[DATA Boundary: Start]
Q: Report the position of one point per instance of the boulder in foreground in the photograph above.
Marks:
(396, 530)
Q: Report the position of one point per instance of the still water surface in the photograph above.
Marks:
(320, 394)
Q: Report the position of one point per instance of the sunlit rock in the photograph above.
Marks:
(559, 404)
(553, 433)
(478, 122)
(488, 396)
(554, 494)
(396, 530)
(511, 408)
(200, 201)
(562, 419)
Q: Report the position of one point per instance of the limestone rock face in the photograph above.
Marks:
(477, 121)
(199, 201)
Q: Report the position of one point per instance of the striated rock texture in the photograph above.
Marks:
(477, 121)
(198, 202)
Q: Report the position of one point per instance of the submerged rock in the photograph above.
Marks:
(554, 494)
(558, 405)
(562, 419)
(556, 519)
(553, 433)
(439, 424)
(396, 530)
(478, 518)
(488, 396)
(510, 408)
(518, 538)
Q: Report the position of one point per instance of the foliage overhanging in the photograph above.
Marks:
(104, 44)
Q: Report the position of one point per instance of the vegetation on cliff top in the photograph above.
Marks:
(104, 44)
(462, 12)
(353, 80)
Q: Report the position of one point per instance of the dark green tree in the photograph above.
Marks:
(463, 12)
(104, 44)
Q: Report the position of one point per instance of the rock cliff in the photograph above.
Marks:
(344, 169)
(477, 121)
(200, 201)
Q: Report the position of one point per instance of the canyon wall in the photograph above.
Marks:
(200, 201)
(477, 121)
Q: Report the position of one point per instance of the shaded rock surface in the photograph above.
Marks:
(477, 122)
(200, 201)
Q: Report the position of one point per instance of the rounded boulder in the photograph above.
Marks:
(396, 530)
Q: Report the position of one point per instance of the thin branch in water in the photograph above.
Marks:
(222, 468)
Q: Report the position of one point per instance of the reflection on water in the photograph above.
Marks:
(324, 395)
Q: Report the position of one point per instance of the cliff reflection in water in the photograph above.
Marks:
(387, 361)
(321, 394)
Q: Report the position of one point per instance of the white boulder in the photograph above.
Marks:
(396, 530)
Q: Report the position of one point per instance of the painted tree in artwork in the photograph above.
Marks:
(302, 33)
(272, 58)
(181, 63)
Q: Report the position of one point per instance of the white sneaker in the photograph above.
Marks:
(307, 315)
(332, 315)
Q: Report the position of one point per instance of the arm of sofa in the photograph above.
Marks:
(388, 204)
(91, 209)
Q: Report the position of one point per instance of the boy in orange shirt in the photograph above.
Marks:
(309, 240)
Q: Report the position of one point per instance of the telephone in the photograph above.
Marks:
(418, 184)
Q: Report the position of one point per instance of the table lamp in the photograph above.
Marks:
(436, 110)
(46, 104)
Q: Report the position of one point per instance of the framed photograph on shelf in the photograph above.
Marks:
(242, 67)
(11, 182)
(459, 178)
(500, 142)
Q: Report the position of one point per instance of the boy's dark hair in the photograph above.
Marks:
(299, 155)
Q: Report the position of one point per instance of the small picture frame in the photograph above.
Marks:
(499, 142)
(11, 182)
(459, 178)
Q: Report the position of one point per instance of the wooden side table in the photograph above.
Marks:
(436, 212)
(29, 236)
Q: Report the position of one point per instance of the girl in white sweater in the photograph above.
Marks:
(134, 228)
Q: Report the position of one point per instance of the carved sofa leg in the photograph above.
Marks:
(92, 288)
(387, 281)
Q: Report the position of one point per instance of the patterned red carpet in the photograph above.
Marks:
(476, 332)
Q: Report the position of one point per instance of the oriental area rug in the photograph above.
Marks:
[DATA Boundary: End]
In the entries, find every line holding "white" and copy it.

Q: Report the position of one point per instance of the white boulder in the photograph above.
Q: Report the position of one point per instance of the white sneaker in the photograph above.
Q: Report the position of one point per instance of the girl in white sweater in the photograph above.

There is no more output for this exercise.